Selection >>
Previously, Anamosa and Clarinda were some of the most dramatic examples of prison gerrymandering in the country. The situation in Anamosa was so acute that the city got national attention in 2008 when there were no candidates for city council, resulting in a city resident being elected to the Anamosa City Council with just two write-in votes (neither of them his). Unfortunately for Anamosa, the state of Iowa is one of a handful of states in which state law requires the use of federal Census data for city redistricting even though the Census Bureau tabulates incarcerated people in a way that is incompatible with other parts of state law. The Census Bureau tabulates incarcerated people as if they were residents of the location of the correctional facility, but that’s at odds with Iowa law that states that a residence is “a fixed or permanent abode or habitation to which the party, when absent, intends to return.” A prison does not fit this definition because incarcerated people do not intend to live at the prison and certainly do not intend to return there “when absent.” The Anamosa City Council felt that the only way to avoid prison gerrymandering was to get rid of its wards.

A few years ago, Clarinda residents, led by Charlie Richardson, also voted to get rid of their ward system when a councilman was forced to resign from the council when he moved to another ward. Normally, this wouldn’t be a problem, but Clarinda was already having a difficult time finding individuals interested in serving on the council. Richardson thought that it was an even worse situation “when you have an experienced council person that would have to resign because of moving” so he started gathering petition signatures, and, in November 2012, the move to at-large elections appeared on the ballot.

Beyond Clarinda’s private struggles recruiting council candidates, the prison in Clarinda clearly skewed voter representation. While each of Clarinda’s three wards had approximately 1,800 residents on paper, the north ward was home to the Clarinda Correctional Facility where approximately 1,000 individuals confined in that facility constituted 50% of the ward’s population. An individual living in the north ward had twice the political clout of people in any other ward.

As Clarinda Mayor Gordon Kokenge told the Clarinda Herald Journal, “It’s just staggering how much the numbers have gone down on eligible voters on that end of town. What this thing really does is it just puts a balance back into it for everybody in the community.” Unsurprisingly, Clarinda residents voted for an at-large system.

Problems >>
[1] According to the prison gerrymandering passage, in what month and year did the move to at-large elections appear on the Clarinda ballot?
[2] Substitute "bounding rectangle" for "bounding box" in everything from the start of the entries down to the line containing "left=740, top=45, right=807, bottom=106", and give those lines back with nothing else changed.

Entries for bounding box labeling >>

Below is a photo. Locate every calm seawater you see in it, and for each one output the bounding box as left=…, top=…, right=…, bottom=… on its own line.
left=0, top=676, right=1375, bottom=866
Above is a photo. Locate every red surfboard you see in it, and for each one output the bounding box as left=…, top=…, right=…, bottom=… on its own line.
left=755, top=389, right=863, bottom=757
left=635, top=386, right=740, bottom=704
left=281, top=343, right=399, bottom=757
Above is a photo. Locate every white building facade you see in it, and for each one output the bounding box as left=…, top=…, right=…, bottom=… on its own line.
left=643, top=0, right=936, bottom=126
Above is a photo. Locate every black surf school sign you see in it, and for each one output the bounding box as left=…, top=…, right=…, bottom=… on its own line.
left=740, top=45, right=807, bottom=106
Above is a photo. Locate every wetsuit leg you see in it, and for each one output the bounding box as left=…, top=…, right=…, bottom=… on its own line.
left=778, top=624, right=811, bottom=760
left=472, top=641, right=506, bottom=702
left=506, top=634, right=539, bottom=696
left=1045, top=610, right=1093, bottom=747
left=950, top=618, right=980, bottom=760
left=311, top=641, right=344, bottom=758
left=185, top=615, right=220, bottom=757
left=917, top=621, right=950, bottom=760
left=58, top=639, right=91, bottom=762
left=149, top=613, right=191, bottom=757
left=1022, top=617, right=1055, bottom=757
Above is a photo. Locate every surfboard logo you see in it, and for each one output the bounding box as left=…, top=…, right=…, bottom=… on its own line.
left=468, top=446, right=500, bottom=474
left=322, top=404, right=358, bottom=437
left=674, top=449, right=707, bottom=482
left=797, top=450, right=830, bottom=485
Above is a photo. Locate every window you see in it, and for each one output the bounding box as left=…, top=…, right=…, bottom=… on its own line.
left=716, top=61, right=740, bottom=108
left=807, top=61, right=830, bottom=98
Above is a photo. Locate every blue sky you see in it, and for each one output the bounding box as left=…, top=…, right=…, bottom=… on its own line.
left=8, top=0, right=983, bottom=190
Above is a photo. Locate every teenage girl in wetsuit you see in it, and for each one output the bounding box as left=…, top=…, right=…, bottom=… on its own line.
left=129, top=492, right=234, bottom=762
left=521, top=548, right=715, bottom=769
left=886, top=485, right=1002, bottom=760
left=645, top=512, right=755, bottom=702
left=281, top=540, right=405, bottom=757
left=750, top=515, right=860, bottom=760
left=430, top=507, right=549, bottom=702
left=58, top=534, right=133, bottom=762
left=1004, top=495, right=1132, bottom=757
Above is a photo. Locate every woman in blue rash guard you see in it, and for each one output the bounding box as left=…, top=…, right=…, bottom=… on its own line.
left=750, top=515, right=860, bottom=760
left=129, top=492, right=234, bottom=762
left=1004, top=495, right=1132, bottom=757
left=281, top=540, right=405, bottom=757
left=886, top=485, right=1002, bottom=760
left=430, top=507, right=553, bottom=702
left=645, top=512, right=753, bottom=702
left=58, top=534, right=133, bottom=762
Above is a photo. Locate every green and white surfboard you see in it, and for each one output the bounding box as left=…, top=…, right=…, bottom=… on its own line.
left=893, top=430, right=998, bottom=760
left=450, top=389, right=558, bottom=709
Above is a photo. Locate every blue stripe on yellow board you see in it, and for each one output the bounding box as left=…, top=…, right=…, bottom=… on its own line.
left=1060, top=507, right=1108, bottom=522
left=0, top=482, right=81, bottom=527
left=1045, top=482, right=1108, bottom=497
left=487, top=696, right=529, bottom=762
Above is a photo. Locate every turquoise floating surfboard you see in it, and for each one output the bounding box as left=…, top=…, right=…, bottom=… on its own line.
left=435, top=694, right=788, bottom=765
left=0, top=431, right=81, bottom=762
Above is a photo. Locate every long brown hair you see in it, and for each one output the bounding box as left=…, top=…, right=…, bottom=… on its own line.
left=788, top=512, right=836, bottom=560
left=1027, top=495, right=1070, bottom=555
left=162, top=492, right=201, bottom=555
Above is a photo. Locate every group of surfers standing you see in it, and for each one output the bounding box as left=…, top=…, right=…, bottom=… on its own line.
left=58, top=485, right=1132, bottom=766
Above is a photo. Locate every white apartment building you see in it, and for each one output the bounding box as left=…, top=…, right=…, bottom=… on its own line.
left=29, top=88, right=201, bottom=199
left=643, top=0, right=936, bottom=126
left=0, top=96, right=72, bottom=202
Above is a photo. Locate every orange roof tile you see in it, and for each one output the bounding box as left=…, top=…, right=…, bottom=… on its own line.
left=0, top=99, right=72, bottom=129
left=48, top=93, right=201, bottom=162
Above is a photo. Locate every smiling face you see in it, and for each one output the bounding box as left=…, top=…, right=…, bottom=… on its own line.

In response >>
[1] November 2012

[2]
Below is a photo. Locate every calm seawater you see in it, and for each one output the bounding rectangle as left=…, top=…, right=…, bottom=… on its own line.
left=0, top=676, right=1375, bottom=866
Above is a photo. Locate every red surfboard you see in it, and for each one output the bounding rectangle as left=…, top=…, right=…, bottom=… on its own line.
left=755, top=389, right=863, bottom=757
left=635, top=386, right=740, bottom=704
left=281, top=343, right=399, bottom=757
Above is a photo. Locate every white building facade you see in it, and for each one output the bounding rectangle as left=…, top=…, right=…, bottom=… on its own line.
left=643, top=0, right=936, bottom=126
Above is a photo. Locate every black surf school sign you see in it, and for each one output the bounding rectangle as left=…, top=…, right=…, bottom=… on its own line.
left=740, top=45, right=807, bottom=106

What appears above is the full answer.